That being said, am I missing something here? Information encryption and image encoding are two entirely separate things.
I'm not paying for the research paper, but the abstract states:
> Parallel computing with molecular finite-state automata and fluorescently labeled DNA molecules has been used to decipher two different images encrypted onto a single DNA chip (see picture). The images were deciphered by a mixture of input molecules that were processed by biomolecular automata, a strategy that potentially offers a huge diversity of encrypted images.
Again, this isn't encryption as I understand it in the traditional 3DES/AES/pgp sense. This is something closer to stenography or encoding/decoding.
Can anyone clear up what exactly is going on here for me?
>the jury is still out on applications
I disagree -- I see huge applications, especially in medicine. There were some people from Caltech that used a DNA-computer to kill cancer cells extremely effectively.
More papers are available here: http://cctbio.ece.umn.edu/wiki/index.php/Papers,_Theses,_and...
The compiler: http://cctbio.ece.umn.edu/chem-compiler/chem-compiler.pl
Cancer application: http://www.wisdom.weizmann.ac.il/~udi/papers/automoleculcomp...
This part made me laugh a little. The reporter knows what a Turing machine is, but doesn't know about the Church-Turing thesis. Not surprising.

▶ Required work
In the DNA encryption discussion, what did the people from Caltech use a DNA-computer to do?

▶ Record extracts
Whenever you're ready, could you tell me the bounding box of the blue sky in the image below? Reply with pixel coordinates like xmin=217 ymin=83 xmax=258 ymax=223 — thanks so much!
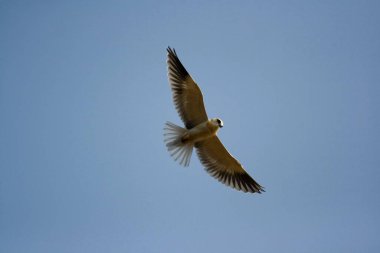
xmin=0 ymin=0 xmax=380 ymax=253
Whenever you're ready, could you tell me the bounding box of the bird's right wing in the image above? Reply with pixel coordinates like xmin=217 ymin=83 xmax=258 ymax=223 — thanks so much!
xmin=167 ymin=47 xmax=208 ymax=129
xmin=195 ymin=136 xmax=264 ymax=193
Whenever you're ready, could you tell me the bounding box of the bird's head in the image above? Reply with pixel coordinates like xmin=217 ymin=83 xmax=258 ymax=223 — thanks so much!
xmin=211 ymin=118 xmax=223 ymax=128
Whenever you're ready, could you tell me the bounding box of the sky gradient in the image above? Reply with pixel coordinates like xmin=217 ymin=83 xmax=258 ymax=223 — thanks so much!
xmin=0 ymin=0 xmax=380 ymax=253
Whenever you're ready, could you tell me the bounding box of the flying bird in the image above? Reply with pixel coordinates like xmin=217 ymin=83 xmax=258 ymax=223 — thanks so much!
xmin=164 ymin=47 xmax=264 ymax=193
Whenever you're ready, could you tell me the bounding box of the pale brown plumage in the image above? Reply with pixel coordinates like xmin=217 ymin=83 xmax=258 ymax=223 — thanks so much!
xmin=165 ymin=47 xmax=264 ymax=193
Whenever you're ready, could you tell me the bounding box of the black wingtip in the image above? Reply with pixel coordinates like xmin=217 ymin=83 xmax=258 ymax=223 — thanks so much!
xmin=166 ymin=46 xmax=177 ymax=56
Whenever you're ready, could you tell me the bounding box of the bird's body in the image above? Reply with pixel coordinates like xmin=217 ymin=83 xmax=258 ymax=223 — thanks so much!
xmin=181 ymin=120 xmax=219 ymax=144
xmin=164 ymin=47 xmax=264 ymax=193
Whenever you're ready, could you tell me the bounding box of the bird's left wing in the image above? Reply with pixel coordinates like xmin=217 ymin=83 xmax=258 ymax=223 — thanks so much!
xmin=195 ymin=136 xmax=264 ymax=193
xmin=167 ymin=47 xmax=208 ymax=129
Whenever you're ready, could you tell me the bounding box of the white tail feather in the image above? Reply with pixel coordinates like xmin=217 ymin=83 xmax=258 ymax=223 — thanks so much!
xmin=164 ymin=122 xmax=193 ymax=167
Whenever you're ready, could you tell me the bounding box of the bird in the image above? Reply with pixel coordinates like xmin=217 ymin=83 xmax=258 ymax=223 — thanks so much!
xmin=164 ymin=47 xmax=265 ymax=193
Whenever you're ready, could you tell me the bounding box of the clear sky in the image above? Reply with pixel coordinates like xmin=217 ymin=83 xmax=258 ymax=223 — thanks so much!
xmin=0 ymin=0 xmax=380 ymax=253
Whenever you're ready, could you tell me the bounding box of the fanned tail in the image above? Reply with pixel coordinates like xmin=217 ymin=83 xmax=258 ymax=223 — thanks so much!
xmin=164 ymin=122 xmax=194 ymax=167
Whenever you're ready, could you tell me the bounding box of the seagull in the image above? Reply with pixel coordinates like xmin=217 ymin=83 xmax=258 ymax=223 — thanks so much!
xmin=164 ymin=47 xmax=264 ymax=193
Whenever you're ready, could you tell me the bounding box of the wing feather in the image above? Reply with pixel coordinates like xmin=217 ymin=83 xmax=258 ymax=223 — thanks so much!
xmin=195 ymin=136 xmax=264 ymax=193
xmin=167 ymin=47 xmax=208 ymax=129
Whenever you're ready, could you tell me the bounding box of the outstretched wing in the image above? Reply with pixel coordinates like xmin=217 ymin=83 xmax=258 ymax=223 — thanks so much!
xmin=195 ymin=136 xmax=264 ymax=193
xmin=167 ymin=47 xmax=208 ymax=129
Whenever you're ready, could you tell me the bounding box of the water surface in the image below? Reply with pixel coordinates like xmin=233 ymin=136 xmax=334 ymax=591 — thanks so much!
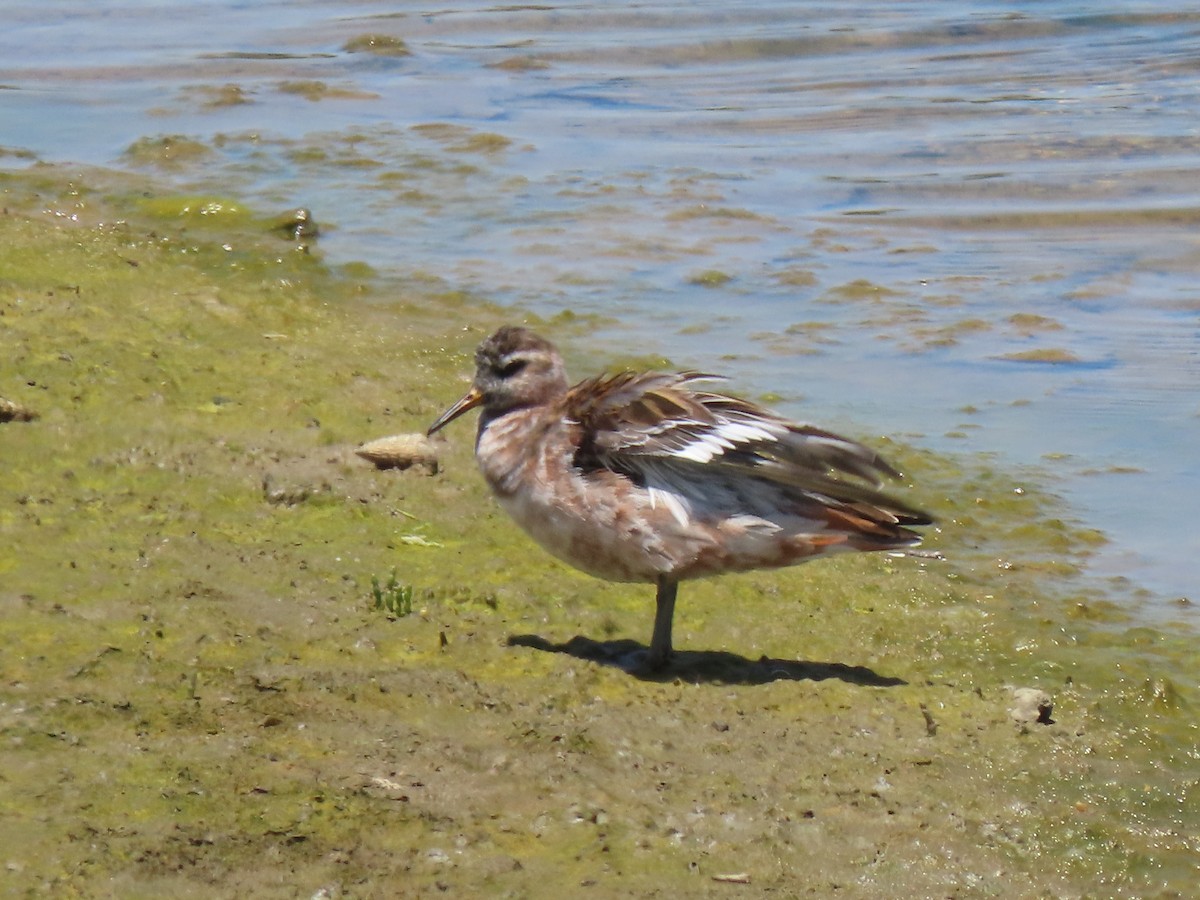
xmin=0 ymin=0 xmax=1200 ymax=610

▶ Solution to the problem
They used it to kill cancer cells extremely effectively.